### [PROVIDED PASSAGE]
------
= Transcenders =

American music production company

Transcenders is an American music production company established in 2002 by Brian Lapin, Terence Yoshiaki, and Mike Fratantuno. The latter two have previously co-written several songs for the hip-hop group Black Eyed Peas, including "Let's Get It Started", "Request + Line", and "Where Is the Love?"

Transcenders composed the title song for Gossip Girl as well as music for the fictional rock group led by Rufus Humphrey.
------
### [Stored entries]

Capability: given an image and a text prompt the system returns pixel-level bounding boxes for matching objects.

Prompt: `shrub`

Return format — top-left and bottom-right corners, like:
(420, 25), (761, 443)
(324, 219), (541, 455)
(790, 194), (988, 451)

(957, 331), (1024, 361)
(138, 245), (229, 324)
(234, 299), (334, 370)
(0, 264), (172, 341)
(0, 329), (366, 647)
------
### [DIRECTION A]
According to the Transcenders passage, who founded the company?
### [DIRECTION B]
Repeat the Transcenders passage word for word, starting at the words "Transcenders is an" and stopping after "by Rufus Humphrey.".

### [EXERCISE OUTPUT A]
Brian Lapin, Terence Yoshiaki, and Mike Fratantuno.

### [EXERCISE OUTPUT B]
Transcenders is an American music production company established in 2002 by Brian Lapin, Terence Yoshiaki, and Mike Fratantuno. The latter two have previously co-written several songs for the hip-hop group Black Eyed Peas, including "Let's Get It Started", "Request + Line", and "Where Is the Love?"

Transcenders composed the title song for Gossip Girl as well as music for the fictional rock group led by Rufus Humphrey.